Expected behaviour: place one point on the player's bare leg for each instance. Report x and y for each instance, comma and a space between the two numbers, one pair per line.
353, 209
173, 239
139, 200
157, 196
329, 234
■ ■ ■ ■ ■
### AIM
Write out all the lines of these records again, requests included. Scale each x and y coordinate in the answers by 1.65 and round to the nearest whole number, rounding halves up.

### TASK SOLUTION
Expected behaviour: place one point on the player's bare leg for each instance. Report x and y for each instance, comma and a space between the two numbers, one pair per line.
582, 345
285, 394
229, 330
259, 323
543, 386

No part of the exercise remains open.